There are, of course, exceptions to this, even on the Left.   Step up, K Rudd, and take a bow...

About those old temperatures

I meant to link last week to a good explanation at The Conversation about the problem with old Australian temperature records from before 1910.   There, done.


Phil says sorry

Interstellar follow-up: Movie science mistake was mine.

Phil Plait at Slate says he got some of his science critique of Interstellar wrong, and apologises.   He still thinks it was a crook movie, though.   

Review of a show I don't watch anymore

OK, so the post title is not quite right.   You see, after giving Dr Who a big miss this season (and even my 14 yr old son agreed after the season opener that it is now unwatchable) I did, out of idle curiosity,  happen to see most of the two part season end.  Promising premise - Steven Moffat deals with "heaven" and the afterlife.  The result:  the show is now just incredibly awful.   Not so awful that it is worth watching, like some shows are.  Just mind numbingly, self referentially, spectacularly poorly written and unengaging dross.

The number of people agreeing with me at the obsessive fanboy comments threads at The Guardian is on the rise, too, I reckon.

Surely its ratings must be suffering?  I think a strong case could be made out that thinking the show is still quality story telling is a sign of some form of brain damage.

The show badly needs to go away for 5 years or so.  And don't let Moffat anywhere near its return.


Saturday, November 08, 2014

Ideological triumph? Yeah, sure...

Dataset records>
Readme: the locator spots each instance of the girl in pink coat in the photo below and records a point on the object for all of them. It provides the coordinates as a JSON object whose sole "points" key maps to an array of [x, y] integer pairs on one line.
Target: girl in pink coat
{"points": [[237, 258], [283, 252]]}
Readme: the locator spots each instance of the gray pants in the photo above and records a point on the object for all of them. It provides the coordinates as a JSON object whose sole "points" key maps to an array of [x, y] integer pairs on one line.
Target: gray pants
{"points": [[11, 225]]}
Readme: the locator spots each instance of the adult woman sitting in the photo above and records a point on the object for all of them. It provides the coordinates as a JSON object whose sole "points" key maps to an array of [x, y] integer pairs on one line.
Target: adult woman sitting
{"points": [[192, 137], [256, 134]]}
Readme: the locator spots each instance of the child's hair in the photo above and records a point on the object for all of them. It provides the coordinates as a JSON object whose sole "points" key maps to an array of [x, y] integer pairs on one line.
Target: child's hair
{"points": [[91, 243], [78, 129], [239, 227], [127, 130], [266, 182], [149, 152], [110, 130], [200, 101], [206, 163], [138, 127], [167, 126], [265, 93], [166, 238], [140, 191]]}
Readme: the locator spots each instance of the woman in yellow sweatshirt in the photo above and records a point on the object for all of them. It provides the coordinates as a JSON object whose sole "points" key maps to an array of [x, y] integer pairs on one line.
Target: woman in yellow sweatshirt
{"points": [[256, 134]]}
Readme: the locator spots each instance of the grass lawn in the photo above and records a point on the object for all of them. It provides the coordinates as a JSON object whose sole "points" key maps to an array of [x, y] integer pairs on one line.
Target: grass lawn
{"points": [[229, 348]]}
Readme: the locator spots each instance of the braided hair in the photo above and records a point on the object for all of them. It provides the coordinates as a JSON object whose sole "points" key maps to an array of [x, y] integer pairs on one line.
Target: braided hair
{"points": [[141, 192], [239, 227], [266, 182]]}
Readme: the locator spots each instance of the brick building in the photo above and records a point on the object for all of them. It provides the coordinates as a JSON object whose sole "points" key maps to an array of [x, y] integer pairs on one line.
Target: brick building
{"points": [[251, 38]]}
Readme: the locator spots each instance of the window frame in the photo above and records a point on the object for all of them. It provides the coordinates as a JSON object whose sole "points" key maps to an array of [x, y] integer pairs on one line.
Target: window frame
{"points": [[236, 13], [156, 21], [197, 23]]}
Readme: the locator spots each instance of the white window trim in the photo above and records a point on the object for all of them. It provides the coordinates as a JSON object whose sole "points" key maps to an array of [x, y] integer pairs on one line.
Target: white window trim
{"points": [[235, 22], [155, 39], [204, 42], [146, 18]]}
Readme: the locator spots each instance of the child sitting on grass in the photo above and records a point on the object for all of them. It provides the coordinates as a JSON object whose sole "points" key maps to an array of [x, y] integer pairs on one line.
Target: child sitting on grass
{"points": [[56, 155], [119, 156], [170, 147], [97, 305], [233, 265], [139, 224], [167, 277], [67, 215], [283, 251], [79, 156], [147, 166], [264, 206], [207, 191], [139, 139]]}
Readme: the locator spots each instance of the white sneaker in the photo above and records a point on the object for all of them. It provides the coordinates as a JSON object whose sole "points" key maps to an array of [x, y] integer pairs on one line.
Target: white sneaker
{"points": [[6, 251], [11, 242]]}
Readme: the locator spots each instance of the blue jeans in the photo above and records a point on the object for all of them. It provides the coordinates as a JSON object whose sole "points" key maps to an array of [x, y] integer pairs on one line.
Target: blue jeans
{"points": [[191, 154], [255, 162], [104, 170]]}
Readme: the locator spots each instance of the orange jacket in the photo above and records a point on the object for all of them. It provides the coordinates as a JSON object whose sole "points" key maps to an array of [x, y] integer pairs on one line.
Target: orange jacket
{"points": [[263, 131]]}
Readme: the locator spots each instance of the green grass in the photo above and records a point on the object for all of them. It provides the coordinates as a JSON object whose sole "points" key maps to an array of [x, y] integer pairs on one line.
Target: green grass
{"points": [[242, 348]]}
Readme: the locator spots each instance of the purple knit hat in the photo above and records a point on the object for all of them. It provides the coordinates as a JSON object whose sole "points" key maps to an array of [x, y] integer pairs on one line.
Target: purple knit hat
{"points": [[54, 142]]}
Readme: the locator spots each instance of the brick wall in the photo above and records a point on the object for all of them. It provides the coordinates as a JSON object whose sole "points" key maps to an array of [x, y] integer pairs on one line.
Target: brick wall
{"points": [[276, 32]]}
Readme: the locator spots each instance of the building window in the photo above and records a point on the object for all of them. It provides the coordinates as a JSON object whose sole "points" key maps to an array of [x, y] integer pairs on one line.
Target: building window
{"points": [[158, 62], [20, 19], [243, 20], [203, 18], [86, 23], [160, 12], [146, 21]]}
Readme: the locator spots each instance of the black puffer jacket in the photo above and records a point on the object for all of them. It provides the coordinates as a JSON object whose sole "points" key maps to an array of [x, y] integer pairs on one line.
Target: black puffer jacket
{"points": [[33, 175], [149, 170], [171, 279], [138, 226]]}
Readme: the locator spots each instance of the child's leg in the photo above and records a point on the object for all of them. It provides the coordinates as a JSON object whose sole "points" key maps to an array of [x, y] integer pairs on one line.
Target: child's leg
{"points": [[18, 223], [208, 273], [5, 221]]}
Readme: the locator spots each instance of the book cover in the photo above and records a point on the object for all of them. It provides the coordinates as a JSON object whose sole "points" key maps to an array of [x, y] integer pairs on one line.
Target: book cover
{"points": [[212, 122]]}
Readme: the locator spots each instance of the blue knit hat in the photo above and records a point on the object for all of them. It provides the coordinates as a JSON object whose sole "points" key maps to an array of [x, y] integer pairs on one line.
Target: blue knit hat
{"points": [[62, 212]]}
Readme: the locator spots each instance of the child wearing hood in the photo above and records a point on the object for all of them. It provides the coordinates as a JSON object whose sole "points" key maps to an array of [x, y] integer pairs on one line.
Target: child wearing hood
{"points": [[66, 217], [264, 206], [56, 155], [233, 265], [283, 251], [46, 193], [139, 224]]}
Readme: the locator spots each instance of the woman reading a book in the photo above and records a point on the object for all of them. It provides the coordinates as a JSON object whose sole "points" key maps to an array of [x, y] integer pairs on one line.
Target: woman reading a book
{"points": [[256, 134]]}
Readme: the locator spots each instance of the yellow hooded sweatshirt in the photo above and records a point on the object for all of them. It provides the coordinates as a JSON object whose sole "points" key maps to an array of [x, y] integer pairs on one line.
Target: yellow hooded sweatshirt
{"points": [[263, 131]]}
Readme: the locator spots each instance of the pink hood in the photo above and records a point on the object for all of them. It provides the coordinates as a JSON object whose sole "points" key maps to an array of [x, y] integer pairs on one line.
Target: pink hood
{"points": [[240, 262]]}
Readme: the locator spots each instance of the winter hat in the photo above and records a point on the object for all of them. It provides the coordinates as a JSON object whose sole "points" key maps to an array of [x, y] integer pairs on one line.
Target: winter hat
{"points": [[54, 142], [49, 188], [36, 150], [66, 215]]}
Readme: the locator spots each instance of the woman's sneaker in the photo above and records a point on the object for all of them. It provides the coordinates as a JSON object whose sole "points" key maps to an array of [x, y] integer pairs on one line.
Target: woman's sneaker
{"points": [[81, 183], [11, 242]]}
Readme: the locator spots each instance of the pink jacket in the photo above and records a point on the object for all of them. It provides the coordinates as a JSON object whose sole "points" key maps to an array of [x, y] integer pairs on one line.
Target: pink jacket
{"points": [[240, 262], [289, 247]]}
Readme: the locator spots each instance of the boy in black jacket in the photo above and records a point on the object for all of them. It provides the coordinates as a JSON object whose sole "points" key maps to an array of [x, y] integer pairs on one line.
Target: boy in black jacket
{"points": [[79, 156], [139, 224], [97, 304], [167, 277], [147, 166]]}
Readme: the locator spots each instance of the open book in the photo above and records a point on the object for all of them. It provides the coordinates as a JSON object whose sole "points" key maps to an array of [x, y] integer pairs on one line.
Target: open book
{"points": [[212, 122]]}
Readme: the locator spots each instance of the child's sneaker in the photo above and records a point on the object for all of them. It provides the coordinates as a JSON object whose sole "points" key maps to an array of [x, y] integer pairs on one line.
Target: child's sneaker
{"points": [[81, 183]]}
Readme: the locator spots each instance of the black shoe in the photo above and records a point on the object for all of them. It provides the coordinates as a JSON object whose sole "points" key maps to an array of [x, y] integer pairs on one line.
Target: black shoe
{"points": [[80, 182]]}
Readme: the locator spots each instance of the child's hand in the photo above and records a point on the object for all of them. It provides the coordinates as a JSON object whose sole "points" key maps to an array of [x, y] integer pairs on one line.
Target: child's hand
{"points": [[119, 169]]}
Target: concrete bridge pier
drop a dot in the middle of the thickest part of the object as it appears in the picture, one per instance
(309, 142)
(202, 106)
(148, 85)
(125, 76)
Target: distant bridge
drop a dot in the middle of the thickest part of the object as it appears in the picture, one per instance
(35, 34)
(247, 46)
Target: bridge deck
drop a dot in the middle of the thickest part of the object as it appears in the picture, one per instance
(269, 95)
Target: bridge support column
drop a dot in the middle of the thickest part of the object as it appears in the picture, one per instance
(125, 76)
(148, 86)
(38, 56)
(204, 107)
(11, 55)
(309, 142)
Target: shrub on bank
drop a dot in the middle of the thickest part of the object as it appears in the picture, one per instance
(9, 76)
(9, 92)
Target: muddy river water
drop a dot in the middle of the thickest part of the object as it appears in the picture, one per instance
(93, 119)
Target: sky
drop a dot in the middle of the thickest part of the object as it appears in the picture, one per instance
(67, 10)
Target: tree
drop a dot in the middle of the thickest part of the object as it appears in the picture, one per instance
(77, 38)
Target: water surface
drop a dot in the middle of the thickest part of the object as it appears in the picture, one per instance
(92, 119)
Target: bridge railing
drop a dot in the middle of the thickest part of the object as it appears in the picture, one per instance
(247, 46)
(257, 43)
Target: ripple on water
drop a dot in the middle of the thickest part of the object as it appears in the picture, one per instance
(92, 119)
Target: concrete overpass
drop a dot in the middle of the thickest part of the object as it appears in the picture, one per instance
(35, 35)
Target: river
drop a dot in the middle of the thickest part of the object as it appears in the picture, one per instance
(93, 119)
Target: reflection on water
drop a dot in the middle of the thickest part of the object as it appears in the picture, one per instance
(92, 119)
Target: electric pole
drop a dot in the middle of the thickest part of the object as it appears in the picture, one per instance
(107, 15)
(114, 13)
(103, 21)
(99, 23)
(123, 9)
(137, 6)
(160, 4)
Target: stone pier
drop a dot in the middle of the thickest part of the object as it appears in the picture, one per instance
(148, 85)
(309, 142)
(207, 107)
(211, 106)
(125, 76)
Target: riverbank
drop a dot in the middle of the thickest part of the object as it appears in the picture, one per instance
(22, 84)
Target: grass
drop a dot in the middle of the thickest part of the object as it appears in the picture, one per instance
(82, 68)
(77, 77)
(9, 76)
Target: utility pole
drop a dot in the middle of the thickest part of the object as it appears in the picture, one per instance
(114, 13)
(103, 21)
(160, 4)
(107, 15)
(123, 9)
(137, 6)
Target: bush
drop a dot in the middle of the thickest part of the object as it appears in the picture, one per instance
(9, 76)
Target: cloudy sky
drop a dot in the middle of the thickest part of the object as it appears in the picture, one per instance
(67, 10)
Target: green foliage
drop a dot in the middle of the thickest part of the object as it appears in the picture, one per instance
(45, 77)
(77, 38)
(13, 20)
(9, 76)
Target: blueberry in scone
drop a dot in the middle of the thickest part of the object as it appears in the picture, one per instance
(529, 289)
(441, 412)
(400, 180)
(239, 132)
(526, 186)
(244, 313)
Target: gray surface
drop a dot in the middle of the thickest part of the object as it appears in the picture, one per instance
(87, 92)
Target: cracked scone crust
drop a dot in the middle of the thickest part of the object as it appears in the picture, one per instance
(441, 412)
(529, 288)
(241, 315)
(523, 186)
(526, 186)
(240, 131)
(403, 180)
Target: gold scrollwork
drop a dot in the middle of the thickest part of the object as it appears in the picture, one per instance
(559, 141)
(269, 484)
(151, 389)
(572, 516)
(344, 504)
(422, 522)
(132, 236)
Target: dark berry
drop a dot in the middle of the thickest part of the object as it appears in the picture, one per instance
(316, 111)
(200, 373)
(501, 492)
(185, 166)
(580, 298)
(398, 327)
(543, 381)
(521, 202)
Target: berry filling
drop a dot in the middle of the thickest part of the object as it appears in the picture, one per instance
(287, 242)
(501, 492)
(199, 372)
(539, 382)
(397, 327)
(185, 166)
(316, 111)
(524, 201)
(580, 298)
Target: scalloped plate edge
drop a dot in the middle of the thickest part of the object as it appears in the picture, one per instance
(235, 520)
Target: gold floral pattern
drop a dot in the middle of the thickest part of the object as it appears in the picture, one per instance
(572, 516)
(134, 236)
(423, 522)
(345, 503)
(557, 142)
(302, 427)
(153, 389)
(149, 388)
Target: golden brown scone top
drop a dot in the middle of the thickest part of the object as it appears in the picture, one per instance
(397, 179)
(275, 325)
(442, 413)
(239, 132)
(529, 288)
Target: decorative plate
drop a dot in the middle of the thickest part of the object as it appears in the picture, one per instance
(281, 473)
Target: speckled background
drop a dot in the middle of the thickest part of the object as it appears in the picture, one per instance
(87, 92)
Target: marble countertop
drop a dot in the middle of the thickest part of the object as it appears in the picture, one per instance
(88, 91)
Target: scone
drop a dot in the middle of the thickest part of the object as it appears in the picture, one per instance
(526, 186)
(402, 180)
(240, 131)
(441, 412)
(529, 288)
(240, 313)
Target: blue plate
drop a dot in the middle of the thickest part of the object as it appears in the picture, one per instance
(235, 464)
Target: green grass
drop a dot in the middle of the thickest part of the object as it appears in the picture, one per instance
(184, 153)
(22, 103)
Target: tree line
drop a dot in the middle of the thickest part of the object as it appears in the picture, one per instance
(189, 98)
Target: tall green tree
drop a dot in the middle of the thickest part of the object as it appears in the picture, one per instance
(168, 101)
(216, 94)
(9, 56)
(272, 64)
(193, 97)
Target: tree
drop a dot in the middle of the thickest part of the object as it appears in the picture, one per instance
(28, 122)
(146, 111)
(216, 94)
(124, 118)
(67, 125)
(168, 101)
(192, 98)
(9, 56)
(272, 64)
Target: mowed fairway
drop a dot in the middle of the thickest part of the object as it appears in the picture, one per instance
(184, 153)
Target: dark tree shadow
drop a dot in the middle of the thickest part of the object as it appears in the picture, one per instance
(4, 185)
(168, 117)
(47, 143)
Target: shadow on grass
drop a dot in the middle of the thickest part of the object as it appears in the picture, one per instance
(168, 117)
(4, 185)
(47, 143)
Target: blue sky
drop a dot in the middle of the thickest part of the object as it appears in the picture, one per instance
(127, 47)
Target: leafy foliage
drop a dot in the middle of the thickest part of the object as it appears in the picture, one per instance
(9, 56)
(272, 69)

Description of the task>
In the blog post, how long does the writer say Dr Who badly needs to go away?

Exercise result>
For 5 years or so.